### What is being asked:
Copy from the first line below down to and including the line with "text on yellow". Skip the pictures.

### Available data:
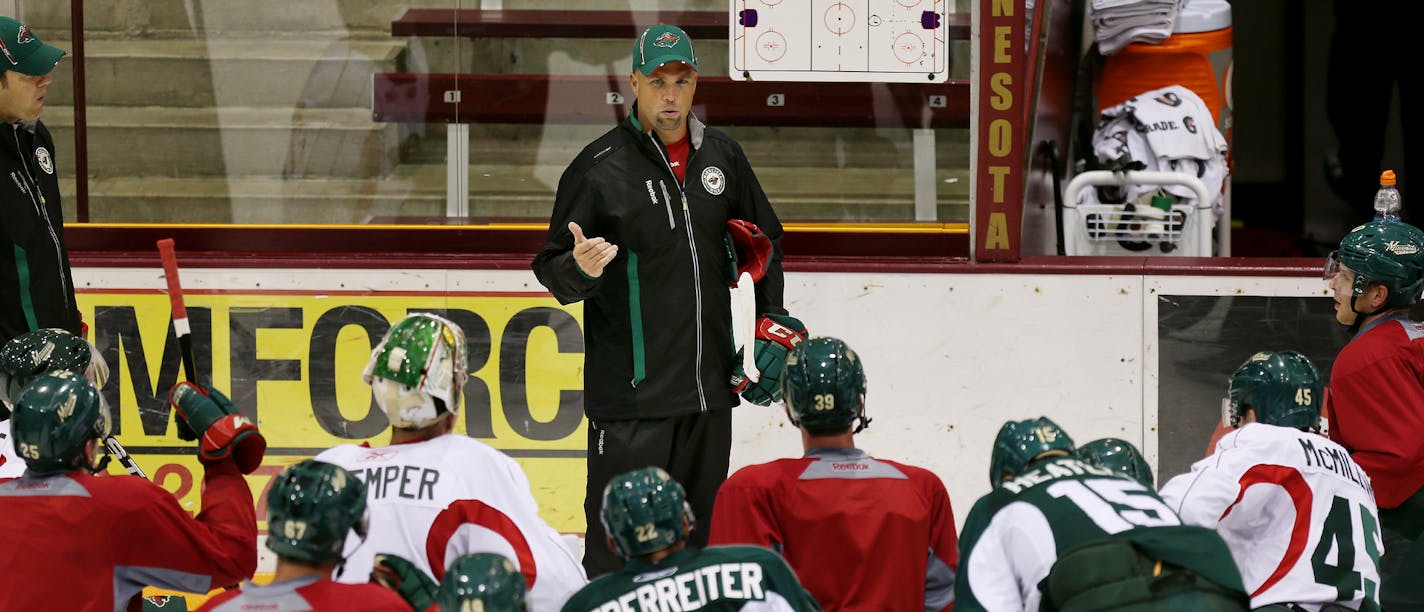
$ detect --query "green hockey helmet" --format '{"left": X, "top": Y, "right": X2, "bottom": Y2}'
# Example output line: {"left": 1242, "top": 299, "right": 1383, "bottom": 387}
{"left": 782, "top": 336, "right": 870, "bottom": 434}
{"left": 1076, "top": 438, "right": 1154, "bottom": 487}
{"left": 600, "top": 467, "right": 695, "bottom": 558}
{"left": 0, "top": 328, "right": 108, "bottom": 414}
{"left": 1327, "top": 221, "right": 1424, "bottom": 310}
{"left": 990, "top": 417, "right": 1075, "bottom": 487}
{"left": 266, "top": 460, "right": 369, "bottom": 564}
{"left": 364, "top": 313, "right": 469, "bottom": 429}
{"left": 10, "top": 371, "right": 111, "bottom": 474}
{"left": 438, "top": 553, "right": 528, "bottom": 612}
{"left": 1225, "top": 350, "right": 1322, "bottom": 431}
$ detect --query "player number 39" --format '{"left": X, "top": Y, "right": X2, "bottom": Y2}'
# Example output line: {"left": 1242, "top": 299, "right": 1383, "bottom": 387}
{"left": 813, "top": 394, "right": 835, "bottom": 411}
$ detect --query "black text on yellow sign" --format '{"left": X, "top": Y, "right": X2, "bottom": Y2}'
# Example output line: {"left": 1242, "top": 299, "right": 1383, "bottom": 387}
{"left": 78, "top": 291, "right": 588, "bottom": 454}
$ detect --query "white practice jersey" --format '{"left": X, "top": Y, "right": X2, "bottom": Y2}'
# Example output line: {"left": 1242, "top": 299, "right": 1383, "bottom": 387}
{"left": 0, "top": 420, "right": 24, "bottom": 478}
{"left": 1159, "top": 423, "right": 1382, "bottom": 610}
{"left": 316, "top": 434, "right": 586, "bottom": 610}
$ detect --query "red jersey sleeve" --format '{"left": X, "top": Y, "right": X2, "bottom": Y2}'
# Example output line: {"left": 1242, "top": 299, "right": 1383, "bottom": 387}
{"left": 708, "top": 466, "right": 784, "bottom": 550}
{"left": 112, "top": 458, "right": 258, "bottom": 590}
{"left": 1329, "top": 326, "right": 1424, "bottom": 508}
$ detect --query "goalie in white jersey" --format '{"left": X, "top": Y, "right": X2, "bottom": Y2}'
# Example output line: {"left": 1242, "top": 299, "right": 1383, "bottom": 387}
{"left": 316, "top": 313, "right": 587, "bottom": 610}
{"left": 1160, "top": 350, "right": 1384, "bottom": 611}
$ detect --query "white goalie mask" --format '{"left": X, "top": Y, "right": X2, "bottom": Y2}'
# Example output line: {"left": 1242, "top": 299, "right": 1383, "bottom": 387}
{"left": 363, "top": 314, "right": 468, "bottom": 429}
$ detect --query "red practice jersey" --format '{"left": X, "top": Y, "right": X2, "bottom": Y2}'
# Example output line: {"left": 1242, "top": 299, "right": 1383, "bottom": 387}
{"left": 0, "top": 460, "right": 257, "bottom": 612}
{"left": 198, "top": 576, "right": 412, "bottom": 611}
{"left": 709, "top": 447, "right": 958, "bottom": 611}
{"left": 1327, "top": 313, "right": 1424, "bottom": 508}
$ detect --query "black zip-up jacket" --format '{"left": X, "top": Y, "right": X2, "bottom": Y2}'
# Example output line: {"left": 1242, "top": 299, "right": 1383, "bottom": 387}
{"left": 1, "top": 120, "right": 79, "bottom": 346}
{"left": 533, "top": 106, "right": 785, "bottom": 420}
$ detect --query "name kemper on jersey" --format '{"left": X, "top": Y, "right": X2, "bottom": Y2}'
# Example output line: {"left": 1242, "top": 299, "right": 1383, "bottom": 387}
{"left": 589, "top": 563, "right": 768, "bottom": 612}
{"left": 1298, "top": 437, "right": 1372, "bottom": 496}
{"left": 1002, "top": 458, "right": 1119, "bottom": 494}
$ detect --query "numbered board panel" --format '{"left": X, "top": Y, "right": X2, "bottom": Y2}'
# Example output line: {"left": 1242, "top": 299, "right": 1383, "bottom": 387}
{"left": 730, "top": 0, "right": 951, "bottom": 83}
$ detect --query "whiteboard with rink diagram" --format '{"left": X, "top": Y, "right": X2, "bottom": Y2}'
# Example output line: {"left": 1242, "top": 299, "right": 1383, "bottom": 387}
{"left": 729, "top": 0, "right": 951, "bottom": 83}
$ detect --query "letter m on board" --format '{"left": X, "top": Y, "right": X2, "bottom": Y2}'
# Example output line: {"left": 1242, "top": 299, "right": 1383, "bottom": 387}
{"left": 94, "top": 306, "right": 213, "bottom": 435}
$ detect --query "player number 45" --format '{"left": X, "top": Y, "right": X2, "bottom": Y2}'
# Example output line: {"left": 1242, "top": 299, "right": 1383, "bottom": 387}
{"left": 1295, "top": 387, "right": 1313, "bottom": 406}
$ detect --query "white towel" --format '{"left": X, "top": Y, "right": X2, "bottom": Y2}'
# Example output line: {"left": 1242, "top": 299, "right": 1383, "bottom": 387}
{"left": 1091, "top": 0, "right": 1184, "bottom": 55}
{"left": 1085, "top": 85, "right": 1229, "bottom": 217}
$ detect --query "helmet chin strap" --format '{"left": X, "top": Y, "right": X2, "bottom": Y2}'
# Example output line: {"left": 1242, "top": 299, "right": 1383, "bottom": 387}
{"left": 1345, "top": 294, "right": 1389, "bottom": 334}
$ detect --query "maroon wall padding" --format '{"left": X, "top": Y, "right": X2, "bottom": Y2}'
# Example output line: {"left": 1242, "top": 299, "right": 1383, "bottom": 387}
{"left": 372, "top": 74, "right": 970, "bottom": 129}
{"left": 64, "top": 225, "right": 1319, "bottom": 276}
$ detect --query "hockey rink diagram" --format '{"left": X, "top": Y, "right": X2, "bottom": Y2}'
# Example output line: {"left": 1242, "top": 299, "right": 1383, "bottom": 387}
{"left": 731, "top": 0, "right": 950, "bottom": 82}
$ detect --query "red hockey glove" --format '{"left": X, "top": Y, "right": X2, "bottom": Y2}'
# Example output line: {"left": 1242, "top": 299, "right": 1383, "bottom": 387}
{"left": 731, "top": 313, "right": 808, "bottom": 406}
{"left": 724, "top": 219, "right": 773, "bottom": 286}
{"left": 372, "top": 554, "right": 439, "bottom": 612}
{"left": 168, "top": 382, "right": 266, "bottom": 474}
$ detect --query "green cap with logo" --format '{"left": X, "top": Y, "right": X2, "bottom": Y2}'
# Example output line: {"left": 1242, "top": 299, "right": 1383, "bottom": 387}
{"left": 0, "top": 17, "right": 65, "bottom": 76}
{"left": 632, "top": 24, "right": 698, "bottom": 75}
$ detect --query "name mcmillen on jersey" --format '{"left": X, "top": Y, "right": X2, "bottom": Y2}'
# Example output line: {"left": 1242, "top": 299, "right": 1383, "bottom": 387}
{"left": 1297, "top": 437, "right": 1371, "bottom": 495}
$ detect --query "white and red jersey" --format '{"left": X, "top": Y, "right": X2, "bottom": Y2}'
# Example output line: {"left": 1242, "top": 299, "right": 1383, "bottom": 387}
{"left": 198, "top": 576, "right": 411, "bottom": 611}
{"left": 1159, "top": 423, "right": 1382, "bottom": 610}
{"left": 0, "top": 419, "right": 24, "bottom": 478}
{"left": 316, "top": 434, "right": 585, "bottom": 611}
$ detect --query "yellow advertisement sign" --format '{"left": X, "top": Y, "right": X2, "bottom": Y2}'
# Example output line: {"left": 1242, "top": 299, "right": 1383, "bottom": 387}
{"left": 77, "top": 290, "right": 587, "bottom": 534}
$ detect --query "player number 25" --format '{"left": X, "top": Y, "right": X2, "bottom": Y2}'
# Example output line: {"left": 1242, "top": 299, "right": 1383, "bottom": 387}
{"left": 17, "top": 442, "right": 38, "bottom": 460}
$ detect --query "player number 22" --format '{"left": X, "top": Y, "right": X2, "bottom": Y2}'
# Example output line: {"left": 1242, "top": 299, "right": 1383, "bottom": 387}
{"left": 635, "top": 523, "right": 658, "bottom": 542}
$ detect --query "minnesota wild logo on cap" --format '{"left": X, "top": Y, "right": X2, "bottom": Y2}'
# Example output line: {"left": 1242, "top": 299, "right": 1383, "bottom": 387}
{"left": 633, "top": 24, "right": 698, "bottom": 76}
{"left": 0, "top": 17, "right": 66, "bottom": 76}
{"left": 654, "top": 32, "right": 680, "bottom": 48}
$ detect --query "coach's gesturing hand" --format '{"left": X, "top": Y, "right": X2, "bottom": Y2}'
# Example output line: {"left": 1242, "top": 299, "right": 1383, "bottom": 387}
{"left": 570, "top": 221, "right": 619, "bottom": 278}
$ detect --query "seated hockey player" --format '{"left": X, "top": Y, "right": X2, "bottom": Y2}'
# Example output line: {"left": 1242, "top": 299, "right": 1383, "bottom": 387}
{"left": 1159, "top": 350, "right": 1382, "bottom": 610}
{"left": 1076, "top": 437, "right": 1154, "bottom": 487}
{"left": 315, "top": 313, "right": 585, "bottom": 609}
{"left": 198, "top": 460, "right": 410, "bottom": 611}
{"left": 709, "top": 336, "right": 957, "bottom": 610}
{"left": 0, "top": 372, "right": 264, "bottom": 610}
{"left": 0, "top": 327, "right": 109, "bottom": 478}
{"left": 956, "top": 417, "right": 1249, "bottom": 611}
{"left": 371, "top": 552, "right": 530, "bottom": 612}
{"left": 561, "top": 467, "right": 821, "bottom": 611}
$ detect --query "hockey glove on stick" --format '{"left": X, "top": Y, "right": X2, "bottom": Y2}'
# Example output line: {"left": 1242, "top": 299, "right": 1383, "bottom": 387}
{"left": 723, "top": 219, "right": 773, "bottom": 285}
{"left": 731, "top": 313, "right": 808, "bottom": 406}
{"left": 372, "top": 554, "right": 439, "bottom": 612}
{"left": 168, "top": 382, "right": 266, "bottom": 474}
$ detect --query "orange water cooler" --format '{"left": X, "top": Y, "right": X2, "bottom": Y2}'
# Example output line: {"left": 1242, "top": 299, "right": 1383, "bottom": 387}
{"left": 1096, "top": 0, "right": 1234, "bottom": 150}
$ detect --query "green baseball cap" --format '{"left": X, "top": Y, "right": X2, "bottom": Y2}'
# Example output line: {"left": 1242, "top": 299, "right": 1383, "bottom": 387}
{"left": 632, "top": 24, "right": 698, "bottom": 75}
{"left": 0, "top": 17, "right": 65, "bottom": 76}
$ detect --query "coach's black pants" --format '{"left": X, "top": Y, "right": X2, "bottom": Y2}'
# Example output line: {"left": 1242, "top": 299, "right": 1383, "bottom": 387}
{"left": 582, "top": 410, "right": 732, "bottom": 578}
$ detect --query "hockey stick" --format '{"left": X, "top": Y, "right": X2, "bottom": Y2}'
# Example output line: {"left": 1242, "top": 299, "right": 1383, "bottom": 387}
{"left": 156, "top": 239, "right": 198, "bottom": 384}
{"left": 104, "top": 435, "right": 147, "bottom": 478}
{"left": 735, "top": 272, "right": 760, "bottom": 383}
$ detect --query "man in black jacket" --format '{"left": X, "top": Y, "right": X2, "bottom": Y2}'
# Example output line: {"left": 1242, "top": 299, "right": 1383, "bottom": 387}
{"left": 0, "top": 16, "right": 78, "bottom": 347}
{"left": 533, "top": 24, "right": 788, "bottom": 577}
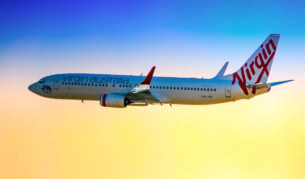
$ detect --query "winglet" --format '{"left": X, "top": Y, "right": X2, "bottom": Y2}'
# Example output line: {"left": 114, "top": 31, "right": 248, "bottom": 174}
{"left": 141, "top": 66, "right": 156, "bottom": 85}
{"left": 214, "top": 61, "right": 229, "bottom": 78}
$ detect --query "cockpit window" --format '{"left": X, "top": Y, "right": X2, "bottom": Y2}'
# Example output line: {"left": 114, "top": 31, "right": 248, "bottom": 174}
{"left": 39, "top": 79, "right": 45, "bottom": 83}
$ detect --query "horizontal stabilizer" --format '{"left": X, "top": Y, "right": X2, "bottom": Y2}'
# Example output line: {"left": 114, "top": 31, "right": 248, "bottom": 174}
{"left": 268, "top": 80, "right": 293, "bottom": 87}
{"left": 214, "top": 61, "right": 229, "bottom": 78}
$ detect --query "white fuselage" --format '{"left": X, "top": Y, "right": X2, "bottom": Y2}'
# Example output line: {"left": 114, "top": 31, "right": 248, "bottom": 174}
{"left": 28, "top": 35, "right": 287, "bottom": 106}
{"left": 28, "top": 73, "right": 269, "bottom": 105}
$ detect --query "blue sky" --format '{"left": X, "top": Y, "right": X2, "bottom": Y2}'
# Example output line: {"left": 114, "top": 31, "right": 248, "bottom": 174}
{"left": 0, "top": 0, "right": 304, "bottom": 79}
{"left": 2, "top": 0, "right": 305, "bottom": 43}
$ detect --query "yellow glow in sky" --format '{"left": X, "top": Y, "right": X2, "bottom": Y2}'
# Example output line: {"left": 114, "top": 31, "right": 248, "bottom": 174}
{"left": 0, "top": 74, "right": 304, "bottom": 179}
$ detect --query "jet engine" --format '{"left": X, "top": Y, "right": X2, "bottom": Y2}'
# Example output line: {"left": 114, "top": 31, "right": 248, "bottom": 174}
{"left": 100, "top": 94, "right": 129, "bottom": 108}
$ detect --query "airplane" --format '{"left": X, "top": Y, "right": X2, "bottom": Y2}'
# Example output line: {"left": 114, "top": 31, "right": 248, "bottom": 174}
{"left": 28, "top": 34, "right": 293, "bottom": 108}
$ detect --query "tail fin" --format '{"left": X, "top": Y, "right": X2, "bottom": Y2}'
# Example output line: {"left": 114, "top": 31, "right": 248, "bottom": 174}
{"left": 232, "top": 34, "right": 280, "bottom": 95}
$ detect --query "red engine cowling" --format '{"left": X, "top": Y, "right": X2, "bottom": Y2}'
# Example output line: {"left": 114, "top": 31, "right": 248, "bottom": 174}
{"left": 100, "top": 94, "right": 128, "bottom": 108}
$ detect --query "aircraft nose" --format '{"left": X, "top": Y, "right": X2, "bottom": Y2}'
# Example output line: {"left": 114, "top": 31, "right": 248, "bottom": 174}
{"left": 28, "top": 83, "right": 36, "bottom": 93}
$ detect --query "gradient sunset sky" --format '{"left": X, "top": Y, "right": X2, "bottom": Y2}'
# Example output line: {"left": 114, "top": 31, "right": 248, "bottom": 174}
{"left": 1, "top": 0, "right": 305, "bottom": 179}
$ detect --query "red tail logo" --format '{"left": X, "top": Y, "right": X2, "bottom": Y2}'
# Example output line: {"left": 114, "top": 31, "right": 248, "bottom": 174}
{"left": 232, "top": 39, "right": 277, "bottom": 95}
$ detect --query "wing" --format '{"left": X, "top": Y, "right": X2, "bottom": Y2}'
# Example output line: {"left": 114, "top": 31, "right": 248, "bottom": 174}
{"left": 213, "top": 61, "right": 229, "bottom": 79}
{"left": 125, "top": 66, "right": 160, "bottom": 103}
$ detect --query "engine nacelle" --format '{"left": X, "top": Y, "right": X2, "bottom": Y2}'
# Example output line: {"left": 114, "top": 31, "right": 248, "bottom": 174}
{"left": 100, "top": 94, "right": 128, "bottom": 108}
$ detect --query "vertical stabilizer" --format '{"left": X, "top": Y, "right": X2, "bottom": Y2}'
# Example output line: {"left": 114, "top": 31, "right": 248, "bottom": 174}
{"left": 232, "top": 34, "right": 280, "bottom": 95}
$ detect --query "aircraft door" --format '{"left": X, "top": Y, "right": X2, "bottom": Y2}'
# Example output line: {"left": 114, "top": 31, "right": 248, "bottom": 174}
{"left": 225, "top": 86, "right": 231, "bottom": 98}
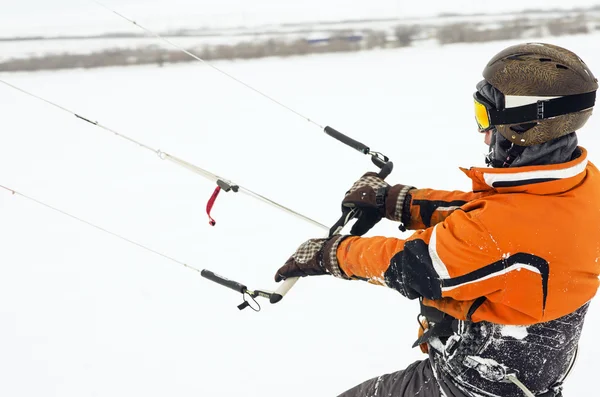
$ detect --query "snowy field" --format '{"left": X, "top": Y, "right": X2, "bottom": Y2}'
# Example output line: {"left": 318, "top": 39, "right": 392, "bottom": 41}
{"left": 1, "top": 32, "right": 600, "bottom": 396}
{"left": 0, "top": 37, "right": 247, "bottom": 62}
{"left": 2, "top": 8, "right": 599, "bottom": 62}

### Answer for the task:
$ detect --query "green hockey helmet" --format '{"left": X, "top": Y, "right": X2, "bottom": Y2}'
# Example output line: {"left": 1242, "top": 299, "right": 1383, "bottom": 387}
{"left": 782, "top": 336, "right": 870, "bottom": 434}
{"left": 1076, "top": 438, "right": 1154, "bottom": 487}
{"left": 600, "top": 467, "right": 695, "bottom": 558}
{"left": 0, "top": 328, "right": 108, "bottom": 414}
{"left": 1327, "top": 221, "right": 1424, "bottom": 310}
{"left": 990, "top": 417, "right": 1075, "bottom": 487}
{"left": 266, "top": 460, "right": 369, "bottom": 564}
{"left": 364, "top": 313, "right": 469, "bottom": 429}
{"left": 10, "top": 371, "right": 111, "bottom": 474}
{"left": 438, "top": 553, "right": 528, "bottom": 612}
{"left": 1225, "top": 350, "right": 1322, "bottom": 431}
$ detect --query "player number 39" --format '{"left": X, "top": Y, "right": X2, "bottom": Y2}'
# Example output line: {"left": 1242, "top": 299, "right": 1383, "bottom": 387}
{"left": 813, "top": 394, "right": 835, "bottom": 411}
$ detect --query "black text on yellow sign" --format '{"left": X, "top": Y, "right": X2, "bottom": Y2}'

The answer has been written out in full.